Study: High school football players face greater concussion risk

High School Sports
This is an archived article and the information in the article may be outdated. Please look at the time stamp on the story to see when it was last updated.

ROELAND PARK, Kan. — Chad Stover from Tipton, Mo. collapsed at a football game in Sedalia, Mo. on Halloween night. He died on Thursday and his death is raising new concerns about football, students and concussions.

Bishop Meige hosts Blue Valley West Friday night in a big 5A playoff game. Trainers and coaches will be keeping a close eye on their athletes in light of the new study, which shows high school football players are twice as likely to suffer concussions than college football players.

The study was conducted by the Institute of Medicine and paid for in part by the NFL.

Researchers found a “culture of resistance” among high school football players and coaches, noting that head injuries are still not being treated as a major injury.

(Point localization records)
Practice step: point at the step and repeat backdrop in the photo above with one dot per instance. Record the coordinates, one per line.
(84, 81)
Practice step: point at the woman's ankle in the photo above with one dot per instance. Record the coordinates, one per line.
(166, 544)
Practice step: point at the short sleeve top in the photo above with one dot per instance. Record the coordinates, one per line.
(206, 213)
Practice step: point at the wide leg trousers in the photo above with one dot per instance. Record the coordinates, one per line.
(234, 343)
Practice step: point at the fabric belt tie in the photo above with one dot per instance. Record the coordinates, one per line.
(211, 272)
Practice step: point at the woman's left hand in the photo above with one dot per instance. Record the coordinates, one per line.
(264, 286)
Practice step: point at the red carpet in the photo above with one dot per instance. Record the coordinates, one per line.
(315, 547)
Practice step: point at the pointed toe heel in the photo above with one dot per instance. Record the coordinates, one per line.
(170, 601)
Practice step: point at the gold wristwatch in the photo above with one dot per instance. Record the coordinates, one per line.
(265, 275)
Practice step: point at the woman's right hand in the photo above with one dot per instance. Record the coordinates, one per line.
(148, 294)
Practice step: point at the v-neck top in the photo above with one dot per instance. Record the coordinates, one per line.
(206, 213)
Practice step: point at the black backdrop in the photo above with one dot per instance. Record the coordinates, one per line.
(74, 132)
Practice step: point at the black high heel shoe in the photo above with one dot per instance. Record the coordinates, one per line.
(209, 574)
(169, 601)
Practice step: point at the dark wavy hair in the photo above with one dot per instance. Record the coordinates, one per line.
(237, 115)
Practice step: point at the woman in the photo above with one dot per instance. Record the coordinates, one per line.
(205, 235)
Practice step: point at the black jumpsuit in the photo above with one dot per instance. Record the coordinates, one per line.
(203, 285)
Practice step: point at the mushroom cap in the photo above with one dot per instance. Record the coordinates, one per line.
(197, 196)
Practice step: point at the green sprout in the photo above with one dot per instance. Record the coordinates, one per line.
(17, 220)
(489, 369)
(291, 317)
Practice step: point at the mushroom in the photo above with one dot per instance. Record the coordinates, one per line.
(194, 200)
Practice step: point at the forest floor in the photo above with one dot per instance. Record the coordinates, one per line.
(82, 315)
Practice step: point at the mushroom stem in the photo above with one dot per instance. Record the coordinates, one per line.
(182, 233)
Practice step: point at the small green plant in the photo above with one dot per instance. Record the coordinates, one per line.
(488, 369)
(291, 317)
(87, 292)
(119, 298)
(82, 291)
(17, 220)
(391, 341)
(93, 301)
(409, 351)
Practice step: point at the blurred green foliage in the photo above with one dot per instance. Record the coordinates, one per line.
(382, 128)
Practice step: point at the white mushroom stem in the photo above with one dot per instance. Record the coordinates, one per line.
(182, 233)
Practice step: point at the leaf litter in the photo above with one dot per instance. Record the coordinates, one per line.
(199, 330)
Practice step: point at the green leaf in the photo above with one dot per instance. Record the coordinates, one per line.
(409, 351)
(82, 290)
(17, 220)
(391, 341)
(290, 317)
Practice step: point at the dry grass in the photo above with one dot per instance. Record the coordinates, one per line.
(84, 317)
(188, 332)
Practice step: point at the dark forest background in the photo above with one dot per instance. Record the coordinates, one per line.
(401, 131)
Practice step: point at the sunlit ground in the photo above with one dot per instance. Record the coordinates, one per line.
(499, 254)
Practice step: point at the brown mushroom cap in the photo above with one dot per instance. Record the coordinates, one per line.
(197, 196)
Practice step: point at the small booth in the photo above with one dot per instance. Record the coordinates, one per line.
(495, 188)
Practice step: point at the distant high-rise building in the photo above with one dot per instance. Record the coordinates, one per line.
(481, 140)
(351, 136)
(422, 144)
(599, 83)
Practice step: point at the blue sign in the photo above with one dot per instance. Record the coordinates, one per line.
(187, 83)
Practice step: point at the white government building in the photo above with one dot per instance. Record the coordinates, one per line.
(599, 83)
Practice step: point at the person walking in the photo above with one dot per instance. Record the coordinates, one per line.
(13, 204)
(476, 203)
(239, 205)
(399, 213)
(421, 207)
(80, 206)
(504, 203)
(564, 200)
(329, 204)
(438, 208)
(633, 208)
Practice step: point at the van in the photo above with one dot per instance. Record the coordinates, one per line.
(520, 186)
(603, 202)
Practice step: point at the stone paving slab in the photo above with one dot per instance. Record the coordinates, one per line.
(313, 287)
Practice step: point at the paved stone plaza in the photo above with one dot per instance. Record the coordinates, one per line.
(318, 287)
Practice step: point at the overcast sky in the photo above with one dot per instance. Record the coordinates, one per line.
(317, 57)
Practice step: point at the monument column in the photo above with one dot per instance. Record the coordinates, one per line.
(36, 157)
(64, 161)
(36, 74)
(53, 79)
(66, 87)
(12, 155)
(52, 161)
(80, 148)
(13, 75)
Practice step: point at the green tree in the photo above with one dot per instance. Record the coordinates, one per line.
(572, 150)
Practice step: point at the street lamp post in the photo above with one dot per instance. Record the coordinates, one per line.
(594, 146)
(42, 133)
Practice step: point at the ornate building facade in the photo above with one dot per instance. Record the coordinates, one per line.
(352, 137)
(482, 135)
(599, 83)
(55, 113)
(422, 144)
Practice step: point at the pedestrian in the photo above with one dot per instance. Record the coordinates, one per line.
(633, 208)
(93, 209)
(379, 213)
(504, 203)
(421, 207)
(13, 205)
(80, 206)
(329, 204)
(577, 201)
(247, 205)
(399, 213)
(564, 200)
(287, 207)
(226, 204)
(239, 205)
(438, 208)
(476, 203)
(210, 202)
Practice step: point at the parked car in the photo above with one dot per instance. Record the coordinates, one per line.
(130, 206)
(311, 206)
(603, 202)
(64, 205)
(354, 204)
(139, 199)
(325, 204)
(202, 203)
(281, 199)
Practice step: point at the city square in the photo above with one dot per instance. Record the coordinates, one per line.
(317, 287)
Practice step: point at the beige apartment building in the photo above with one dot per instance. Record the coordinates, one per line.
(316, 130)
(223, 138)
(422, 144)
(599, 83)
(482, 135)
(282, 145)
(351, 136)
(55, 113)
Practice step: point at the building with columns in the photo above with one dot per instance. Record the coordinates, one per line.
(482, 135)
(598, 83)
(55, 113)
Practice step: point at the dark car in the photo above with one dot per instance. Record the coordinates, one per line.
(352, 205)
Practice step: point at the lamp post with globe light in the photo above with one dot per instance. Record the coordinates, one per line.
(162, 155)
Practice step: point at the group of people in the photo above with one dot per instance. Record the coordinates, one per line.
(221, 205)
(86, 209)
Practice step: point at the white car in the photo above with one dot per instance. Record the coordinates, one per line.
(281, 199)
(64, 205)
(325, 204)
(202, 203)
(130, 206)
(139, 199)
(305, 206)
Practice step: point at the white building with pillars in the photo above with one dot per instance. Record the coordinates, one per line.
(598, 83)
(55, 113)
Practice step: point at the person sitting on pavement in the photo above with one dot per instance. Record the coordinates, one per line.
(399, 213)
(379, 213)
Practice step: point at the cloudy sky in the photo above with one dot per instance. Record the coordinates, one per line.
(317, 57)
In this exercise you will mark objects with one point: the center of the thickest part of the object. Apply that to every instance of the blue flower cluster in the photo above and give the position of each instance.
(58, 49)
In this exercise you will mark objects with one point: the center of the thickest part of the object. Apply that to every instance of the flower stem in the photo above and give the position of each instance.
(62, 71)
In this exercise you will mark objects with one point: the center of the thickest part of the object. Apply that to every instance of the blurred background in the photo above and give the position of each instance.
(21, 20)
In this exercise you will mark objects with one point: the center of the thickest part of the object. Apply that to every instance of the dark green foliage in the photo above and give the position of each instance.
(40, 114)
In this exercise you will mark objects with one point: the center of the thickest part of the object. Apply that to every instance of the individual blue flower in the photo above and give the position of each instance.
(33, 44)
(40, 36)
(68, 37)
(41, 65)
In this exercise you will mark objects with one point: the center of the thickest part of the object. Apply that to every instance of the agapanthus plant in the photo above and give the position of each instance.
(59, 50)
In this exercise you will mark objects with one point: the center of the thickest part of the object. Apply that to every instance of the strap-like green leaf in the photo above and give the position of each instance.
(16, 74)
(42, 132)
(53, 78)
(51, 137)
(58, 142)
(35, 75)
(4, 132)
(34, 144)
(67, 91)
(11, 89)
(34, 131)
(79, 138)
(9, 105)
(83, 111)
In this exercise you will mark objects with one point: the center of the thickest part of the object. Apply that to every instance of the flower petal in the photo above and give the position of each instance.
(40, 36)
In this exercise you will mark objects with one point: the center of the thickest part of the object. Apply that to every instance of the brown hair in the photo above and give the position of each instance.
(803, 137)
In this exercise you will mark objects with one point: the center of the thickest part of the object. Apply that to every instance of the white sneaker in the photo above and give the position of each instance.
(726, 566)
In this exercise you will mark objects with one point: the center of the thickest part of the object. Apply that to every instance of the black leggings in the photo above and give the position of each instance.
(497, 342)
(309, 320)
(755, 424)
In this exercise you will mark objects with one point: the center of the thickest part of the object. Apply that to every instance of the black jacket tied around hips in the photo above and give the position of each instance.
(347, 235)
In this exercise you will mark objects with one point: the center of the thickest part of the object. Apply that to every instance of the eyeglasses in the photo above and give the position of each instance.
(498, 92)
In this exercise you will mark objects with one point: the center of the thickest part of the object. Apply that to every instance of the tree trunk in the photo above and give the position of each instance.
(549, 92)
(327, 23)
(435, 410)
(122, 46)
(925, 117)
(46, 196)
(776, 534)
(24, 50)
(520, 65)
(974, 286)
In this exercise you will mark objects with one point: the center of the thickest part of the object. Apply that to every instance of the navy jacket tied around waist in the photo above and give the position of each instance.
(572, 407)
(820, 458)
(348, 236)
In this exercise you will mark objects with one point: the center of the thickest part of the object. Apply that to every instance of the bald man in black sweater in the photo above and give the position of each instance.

REQUIREMENT A: In the football concussion article, which organization conducted the study?
REQUIREMENT B: Please extend the football concussion article with a few more paragraphs, starting after its last sentence.

YOUR RESPONSE A: The Institute of Medicine conducted the study.

YOUR RESPONSE B:
But they do say more high school athletes in all sports are reporting concussions.

Every state but Mississippi has passed a concussion law, but each state’s law is different in regards to how to treat athletes with concussions.

So here’s what researchers are recommending:

  • Better diagnosis for concussions in young people
  • Possible rule changes to make sports safer
  • Increased efforts to change the culture and encourage reporting of symptoms and concussions

They are also calling for more research on the long-term effects of repetitive head trauma. With all the recent focus on concussions, some football leagues are reporting a 10 percent drop in the number of kids playing the sport.